### やるべきこと
ウイスキーのおすすめを紹介する文章を、最後の文のあとから書き継ぐこと。

おすすめの前に、そもそもウイスキーの種類について
ひとくちにウイスキーと言っても、いろいろな種類があります。
分類の仕方ひとつとって見ても、
- 生産地別(スコッチ、アイルランド、カナディアン、アメリカン、ジャパニーズ…)
- 原料別(モルト、グレーン、コーン、ライ…)
- 混合方法別(ブレンデッド、シングルモルト、ヴァテッド、シングルカスク、ダブルマリッジ…)
などいろいろあります。
この記事では、味わい、香り左右する軸として、
大きく
- シングルモルト
- グレーンウイスキー
- ブレンデッド
の3つの観点で分類したいと思います。あえてランキング形式ではなく分類ごとですね。
…と詳細に入る前に、いまの時期のオススメランキングをご紹介。
今の時期(2021年初頭)のオススメランキング
いまの時期に第一位としておすすめするのは「ブラックニッカ」シリーズの限定銘柄、ブラックニッカ ディープブレンド エクストラスイート です。
ジャパニーズウイスキーメーカーの中でも、通の間では他社を圧倒する存在感を持つニッカウヰスキー社。そのお家芸である新樽原酒を活用して甘い香りを爆発させた、素晴らしい銘柄。これが2000円強で買えるなんて、ニッカウヰスキー社はどうかしてるのでは、と心配になるほどの完成度の高さ。
2016年に発売され、あまりの人気のためにすぐに売り切れてしまった「ブラックニッカ ブレンダーズスピリット」と同様にすぐに市場から消えてしまう可能性があるので早めの購入がおすすめです!
次におすすめするのは、いま勢いを増しているアイリッシュ・ウイスキーの代表的銘柄、ジェムソンがつい最近リリースした「カスクメイツ」。これはスタウトビールの香りをまとったウイスキーで、麦芽のうまみとホップのビターな香りがあらわれる素晴らしい一本で、これがなんと2000円程度で買えてしまいます。恐るべし。

### 抽出データ
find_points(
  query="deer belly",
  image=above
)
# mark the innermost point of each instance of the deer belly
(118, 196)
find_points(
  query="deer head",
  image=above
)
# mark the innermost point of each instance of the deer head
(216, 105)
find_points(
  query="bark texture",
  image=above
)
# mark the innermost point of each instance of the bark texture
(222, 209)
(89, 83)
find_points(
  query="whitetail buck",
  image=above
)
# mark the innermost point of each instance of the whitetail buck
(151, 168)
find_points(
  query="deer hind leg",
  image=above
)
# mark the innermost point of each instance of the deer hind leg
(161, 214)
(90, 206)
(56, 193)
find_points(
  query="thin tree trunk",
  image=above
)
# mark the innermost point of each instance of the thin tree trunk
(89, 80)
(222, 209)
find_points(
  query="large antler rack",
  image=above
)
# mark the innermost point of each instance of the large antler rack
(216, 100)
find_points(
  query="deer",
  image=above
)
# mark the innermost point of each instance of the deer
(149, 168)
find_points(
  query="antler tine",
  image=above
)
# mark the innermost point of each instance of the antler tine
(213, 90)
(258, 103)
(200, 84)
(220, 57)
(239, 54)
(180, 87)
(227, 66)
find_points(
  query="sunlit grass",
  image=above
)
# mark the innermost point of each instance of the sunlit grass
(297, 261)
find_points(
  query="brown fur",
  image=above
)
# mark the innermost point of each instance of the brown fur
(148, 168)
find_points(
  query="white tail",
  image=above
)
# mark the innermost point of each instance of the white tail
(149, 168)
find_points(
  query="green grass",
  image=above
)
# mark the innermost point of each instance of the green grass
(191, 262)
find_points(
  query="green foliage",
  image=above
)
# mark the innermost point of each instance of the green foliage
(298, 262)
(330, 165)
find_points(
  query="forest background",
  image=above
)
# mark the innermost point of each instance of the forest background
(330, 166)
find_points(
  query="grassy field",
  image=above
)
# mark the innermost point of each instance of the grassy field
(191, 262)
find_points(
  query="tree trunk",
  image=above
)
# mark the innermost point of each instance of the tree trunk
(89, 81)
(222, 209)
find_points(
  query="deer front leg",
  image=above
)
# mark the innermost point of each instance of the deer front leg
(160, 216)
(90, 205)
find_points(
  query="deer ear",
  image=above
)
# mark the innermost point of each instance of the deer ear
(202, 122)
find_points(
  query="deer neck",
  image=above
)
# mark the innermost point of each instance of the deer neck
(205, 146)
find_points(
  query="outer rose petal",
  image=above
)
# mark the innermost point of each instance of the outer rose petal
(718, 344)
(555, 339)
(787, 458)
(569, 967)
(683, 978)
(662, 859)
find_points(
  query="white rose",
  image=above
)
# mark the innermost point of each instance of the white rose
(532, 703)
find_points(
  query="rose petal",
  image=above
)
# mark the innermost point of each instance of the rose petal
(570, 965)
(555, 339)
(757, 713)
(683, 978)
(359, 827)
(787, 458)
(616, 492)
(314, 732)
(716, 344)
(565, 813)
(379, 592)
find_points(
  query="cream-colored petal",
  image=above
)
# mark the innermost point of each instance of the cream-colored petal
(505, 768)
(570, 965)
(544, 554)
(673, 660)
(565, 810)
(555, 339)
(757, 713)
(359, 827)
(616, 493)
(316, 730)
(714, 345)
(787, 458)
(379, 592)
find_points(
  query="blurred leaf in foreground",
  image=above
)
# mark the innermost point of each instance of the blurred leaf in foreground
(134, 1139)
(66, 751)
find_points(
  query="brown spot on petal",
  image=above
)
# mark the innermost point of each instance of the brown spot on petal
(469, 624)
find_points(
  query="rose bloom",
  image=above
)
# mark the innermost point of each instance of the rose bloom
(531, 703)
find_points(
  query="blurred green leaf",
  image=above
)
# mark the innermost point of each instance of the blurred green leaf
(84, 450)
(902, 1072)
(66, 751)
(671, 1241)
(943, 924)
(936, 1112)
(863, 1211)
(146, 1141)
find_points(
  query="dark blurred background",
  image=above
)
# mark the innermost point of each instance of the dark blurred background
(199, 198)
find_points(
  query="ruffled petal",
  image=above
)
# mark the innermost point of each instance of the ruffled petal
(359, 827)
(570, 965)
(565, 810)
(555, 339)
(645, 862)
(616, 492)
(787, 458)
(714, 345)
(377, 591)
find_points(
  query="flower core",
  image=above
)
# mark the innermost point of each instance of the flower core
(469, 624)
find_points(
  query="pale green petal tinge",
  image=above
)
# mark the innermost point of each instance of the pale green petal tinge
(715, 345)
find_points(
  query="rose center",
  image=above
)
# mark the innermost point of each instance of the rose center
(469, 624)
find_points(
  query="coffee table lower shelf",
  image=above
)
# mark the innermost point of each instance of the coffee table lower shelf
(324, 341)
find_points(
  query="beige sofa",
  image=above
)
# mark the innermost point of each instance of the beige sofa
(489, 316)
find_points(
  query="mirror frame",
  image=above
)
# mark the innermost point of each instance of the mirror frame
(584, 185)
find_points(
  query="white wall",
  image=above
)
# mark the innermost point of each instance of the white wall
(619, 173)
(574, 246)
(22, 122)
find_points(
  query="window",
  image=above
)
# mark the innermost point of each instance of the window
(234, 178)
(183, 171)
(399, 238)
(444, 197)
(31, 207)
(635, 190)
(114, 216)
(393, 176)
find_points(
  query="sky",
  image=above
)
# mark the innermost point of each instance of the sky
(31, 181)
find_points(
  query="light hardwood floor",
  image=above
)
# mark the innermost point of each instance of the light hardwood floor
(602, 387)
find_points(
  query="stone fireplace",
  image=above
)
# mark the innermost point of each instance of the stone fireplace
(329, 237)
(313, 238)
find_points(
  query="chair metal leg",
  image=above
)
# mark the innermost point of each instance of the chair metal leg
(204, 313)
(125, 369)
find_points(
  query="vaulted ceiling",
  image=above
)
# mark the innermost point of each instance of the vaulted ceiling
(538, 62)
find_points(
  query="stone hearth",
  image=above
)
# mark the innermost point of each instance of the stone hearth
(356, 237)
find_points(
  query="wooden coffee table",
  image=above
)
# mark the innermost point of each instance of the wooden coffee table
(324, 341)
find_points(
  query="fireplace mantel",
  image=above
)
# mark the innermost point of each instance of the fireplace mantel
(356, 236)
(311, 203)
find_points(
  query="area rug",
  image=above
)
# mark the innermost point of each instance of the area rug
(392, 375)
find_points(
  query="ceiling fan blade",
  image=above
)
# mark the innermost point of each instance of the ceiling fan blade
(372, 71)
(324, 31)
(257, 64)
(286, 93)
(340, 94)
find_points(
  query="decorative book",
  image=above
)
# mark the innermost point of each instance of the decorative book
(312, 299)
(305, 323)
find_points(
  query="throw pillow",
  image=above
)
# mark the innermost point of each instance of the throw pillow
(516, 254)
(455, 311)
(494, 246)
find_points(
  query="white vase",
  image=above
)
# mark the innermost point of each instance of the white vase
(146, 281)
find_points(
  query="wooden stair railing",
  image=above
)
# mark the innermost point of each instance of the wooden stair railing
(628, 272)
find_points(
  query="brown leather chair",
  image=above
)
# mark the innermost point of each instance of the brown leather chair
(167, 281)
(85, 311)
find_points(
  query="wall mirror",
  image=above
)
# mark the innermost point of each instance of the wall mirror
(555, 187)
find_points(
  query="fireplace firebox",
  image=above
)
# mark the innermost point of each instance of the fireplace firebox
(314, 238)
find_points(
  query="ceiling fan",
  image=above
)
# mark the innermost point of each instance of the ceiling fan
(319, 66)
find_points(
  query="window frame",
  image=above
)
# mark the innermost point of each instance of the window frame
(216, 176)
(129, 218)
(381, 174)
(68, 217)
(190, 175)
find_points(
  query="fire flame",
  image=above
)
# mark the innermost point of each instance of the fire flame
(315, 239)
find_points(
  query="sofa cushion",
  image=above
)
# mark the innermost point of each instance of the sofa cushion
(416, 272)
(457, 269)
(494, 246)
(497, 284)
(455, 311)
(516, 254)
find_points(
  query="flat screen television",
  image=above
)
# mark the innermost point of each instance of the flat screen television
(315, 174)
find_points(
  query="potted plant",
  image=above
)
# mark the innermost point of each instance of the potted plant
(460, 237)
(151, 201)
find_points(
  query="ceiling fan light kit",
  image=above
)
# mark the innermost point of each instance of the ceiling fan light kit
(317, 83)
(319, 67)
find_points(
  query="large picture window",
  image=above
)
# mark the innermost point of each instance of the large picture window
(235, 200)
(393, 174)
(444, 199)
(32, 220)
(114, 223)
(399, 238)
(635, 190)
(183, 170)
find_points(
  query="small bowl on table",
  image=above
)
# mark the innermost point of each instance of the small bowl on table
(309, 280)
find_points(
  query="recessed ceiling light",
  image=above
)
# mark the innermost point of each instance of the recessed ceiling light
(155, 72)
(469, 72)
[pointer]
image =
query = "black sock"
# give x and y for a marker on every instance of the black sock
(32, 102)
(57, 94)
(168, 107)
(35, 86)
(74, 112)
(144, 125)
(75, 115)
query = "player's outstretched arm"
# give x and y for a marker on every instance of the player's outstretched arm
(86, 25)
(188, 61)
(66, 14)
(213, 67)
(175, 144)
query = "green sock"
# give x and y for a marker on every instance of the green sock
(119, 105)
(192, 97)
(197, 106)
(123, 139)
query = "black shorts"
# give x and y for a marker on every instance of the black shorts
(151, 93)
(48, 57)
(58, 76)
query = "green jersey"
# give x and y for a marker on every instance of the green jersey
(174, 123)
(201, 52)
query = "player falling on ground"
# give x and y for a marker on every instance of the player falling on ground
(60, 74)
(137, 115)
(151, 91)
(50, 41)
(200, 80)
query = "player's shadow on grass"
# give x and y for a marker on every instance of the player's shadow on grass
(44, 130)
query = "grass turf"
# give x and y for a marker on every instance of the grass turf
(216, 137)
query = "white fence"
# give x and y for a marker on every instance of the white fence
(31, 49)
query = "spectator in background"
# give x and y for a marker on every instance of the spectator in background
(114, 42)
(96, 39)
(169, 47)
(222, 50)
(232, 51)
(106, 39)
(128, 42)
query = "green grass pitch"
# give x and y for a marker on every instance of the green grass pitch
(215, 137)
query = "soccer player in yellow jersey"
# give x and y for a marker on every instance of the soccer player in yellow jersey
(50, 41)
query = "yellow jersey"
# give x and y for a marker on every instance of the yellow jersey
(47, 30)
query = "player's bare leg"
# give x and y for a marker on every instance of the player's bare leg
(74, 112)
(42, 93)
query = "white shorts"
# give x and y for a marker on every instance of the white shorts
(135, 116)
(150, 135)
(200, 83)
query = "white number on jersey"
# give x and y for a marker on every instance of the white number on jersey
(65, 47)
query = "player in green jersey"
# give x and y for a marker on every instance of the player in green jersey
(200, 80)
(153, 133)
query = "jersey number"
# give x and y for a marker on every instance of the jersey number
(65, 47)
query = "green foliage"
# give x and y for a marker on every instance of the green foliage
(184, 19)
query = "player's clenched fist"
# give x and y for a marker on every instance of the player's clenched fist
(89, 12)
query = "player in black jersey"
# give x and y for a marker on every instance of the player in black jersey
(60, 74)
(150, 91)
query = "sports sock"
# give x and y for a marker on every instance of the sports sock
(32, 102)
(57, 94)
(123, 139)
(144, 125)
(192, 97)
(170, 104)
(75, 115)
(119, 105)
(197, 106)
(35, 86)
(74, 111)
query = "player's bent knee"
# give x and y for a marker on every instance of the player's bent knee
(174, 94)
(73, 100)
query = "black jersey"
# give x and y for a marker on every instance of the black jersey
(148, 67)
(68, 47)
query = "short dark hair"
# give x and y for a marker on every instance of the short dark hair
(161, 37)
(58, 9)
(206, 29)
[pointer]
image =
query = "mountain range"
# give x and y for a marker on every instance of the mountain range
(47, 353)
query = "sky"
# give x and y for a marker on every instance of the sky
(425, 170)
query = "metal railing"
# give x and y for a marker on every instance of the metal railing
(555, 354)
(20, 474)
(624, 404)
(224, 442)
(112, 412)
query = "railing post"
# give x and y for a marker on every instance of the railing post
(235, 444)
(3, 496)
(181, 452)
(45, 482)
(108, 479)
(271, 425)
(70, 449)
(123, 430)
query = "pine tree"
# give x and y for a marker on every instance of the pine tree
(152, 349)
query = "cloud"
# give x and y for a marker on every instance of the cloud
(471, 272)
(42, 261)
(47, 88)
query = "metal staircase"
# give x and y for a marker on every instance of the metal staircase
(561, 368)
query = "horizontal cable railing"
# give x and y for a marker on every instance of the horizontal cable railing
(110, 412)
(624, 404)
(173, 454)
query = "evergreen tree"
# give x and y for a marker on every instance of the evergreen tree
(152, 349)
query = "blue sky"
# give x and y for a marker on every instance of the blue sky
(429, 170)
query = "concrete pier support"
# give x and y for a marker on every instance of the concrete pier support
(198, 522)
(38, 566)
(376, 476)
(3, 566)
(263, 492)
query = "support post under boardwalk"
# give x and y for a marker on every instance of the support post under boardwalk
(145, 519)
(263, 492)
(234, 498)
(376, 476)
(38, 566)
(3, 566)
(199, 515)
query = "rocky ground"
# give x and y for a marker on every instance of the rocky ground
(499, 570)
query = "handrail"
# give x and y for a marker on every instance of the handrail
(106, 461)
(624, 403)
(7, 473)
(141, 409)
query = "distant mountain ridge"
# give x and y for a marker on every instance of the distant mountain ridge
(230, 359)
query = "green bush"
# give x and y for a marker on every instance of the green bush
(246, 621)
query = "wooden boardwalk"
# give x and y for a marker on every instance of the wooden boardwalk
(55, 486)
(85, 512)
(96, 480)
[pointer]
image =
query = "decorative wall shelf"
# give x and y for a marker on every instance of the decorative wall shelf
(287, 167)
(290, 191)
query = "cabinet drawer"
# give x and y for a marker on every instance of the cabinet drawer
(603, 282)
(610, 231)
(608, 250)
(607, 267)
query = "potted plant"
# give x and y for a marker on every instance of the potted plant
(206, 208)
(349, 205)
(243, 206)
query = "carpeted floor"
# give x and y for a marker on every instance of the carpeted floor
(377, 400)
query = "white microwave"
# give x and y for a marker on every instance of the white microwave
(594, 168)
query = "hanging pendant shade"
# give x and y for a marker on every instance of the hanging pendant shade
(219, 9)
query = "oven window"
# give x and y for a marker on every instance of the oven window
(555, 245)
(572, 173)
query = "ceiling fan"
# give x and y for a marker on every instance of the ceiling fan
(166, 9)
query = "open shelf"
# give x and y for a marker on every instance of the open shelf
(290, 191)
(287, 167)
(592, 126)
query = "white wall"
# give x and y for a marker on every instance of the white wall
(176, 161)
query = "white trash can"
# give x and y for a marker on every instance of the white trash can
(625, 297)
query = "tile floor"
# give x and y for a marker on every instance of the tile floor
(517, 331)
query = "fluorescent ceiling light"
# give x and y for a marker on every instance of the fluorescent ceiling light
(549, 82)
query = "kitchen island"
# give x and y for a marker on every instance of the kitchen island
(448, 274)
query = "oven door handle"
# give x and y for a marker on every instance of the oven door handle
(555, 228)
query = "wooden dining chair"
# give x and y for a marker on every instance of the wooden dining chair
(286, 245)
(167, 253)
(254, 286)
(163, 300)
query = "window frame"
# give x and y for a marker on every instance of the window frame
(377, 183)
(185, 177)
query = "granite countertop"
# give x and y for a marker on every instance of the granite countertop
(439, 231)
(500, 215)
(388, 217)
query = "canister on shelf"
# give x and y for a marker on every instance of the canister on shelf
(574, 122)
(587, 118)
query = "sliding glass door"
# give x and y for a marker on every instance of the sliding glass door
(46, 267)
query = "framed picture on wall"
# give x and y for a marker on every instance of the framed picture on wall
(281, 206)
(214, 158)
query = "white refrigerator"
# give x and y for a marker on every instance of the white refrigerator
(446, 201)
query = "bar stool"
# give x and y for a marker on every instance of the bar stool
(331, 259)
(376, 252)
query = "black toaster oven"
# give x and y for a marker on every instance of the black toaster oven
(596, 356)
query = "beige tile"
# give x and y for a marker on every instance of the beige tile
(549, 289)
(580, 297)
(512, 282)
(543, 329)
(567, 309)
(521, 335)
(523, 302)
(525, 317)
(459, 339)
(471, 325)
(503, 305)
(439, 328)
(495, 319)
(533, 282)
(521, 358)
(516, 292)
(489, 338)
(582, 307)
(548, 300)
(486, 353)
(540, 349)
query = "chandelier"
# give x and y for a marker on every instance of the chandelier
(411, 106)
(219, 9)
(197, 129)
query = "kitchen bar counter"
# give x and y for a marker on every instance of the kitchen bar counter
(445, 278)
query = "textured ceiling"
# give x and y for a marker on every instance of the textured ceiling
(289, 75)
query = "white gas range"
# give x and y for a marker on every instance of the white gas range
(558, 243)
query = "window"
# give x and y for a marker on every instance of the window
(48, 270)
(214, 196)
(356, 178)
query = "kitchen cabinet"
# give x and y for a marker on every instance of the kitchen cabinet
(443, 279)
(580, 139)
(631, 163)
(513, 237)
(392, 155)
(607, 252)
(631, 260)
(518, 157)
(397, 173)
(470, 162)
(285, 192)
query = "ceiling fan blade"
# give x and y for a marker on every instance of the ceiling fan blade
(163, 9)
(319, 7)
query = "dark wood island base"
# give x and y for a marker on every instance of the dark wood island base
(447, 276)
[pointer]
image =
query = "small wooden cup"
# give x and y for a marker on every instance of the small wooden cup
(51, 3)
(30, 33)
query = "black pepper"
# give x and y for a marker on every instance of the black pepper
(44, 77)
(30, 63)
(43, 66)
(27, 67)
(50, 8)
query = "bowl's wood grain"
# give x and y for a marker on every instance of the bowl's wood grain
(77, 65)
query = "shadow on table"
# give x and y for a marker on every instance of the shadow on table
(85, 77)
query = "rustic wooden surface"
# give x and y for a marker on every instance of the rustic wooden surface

### 出力結果
シングルモルトウイスキーのおすすめ
シングルモルトウイスキーの特徴は、「複数の蒸溜所の原酒をブレンドせず、1つの蒸溜所で製造したウイスキーのみで作る」といった点です。
シングルモルトでよくある誤解は、「樽からそのまま詰められたもの」というものです。実際はそうではなく、シングルモルトといわれるウイスキーは、ひとつの蒸溜所内の複数の樽の原酒を混合して作られます。
ひとつの樽から出したものは「シングルカスク」と呼ばれ、厳密に区別されます。シングルカスクは、樽の個性がそのまま出るので、ひとつひとつに異なった味わいがあり、好き者の心を捉えてやみません。
なかでも、通常は加水されて40~45度に調整されるものを、あえて加水せずに「樽出しストレート」にしたものは、「カスクストレングス」と呼ばれ、さらに区別されます。
こうした特徴から、カスクストレングスには、瓶によって度数が異なるというおもしろい特徴があります。「ニューポット」または「ニューメイク」と呼ばれる熟成に使う原酒の度数や、樽材の個性による天使の分け前分(蒸発分)の差異などによって、樽ごとに異なる度数になるのです。
さて、長くなってしまいましたが、シングルモルトの中でもカスクストレングスは品質が良くも悪くも安定せず、どちらかというと初心者よりは上級者におすすめするものです。
ですから、初心者の方にはシングルカスクでない一般的なシングルモルトをおすすめします。
シングルモルトのロールスロイス、マッカラン
銘柄でいうと、まずおすすめするのはマッカランです。
マッカランはシングルモルトのロールスロイスと呼ばれ、スコッチウイスキーのなかでも定番のひとつ。シェリー樽熟成による気品のある香味が特徴とされています。
シェリー樽のニュアンスはありながら、独特のクセが抑えられたまろやかで気品のあるブレンド。シングルモルトの強い旨味と飲みやすさが両立しており、初心者にもオススメです。
350mlの瓶で2~3000円程度と、多少値が張りますが、凡百の安ウイスキーに散財するよりは価値ある買い物になることを保証します。
アイラモルトの女王と呼ばれる、ボウモア
次におすすめするのは、アイラモルトの女王と呼ばれるボウモアです。
ボウモアは、大麦を乾燥させるためのピート(泥炭)由来のスモーキーな香味を特徴とするアイラウイスキーを代表する蒸溜所の1つ。スコッチウイスキーの中でも歴史ある一本といえるでしょう。
8つあるアイラの蒸溜所の中でちょうど真ん中あたりに位置し、非常にバランスのとれた味わいです。価格もシングルモルトの中では平均的なので手に入れやすいのもポイント。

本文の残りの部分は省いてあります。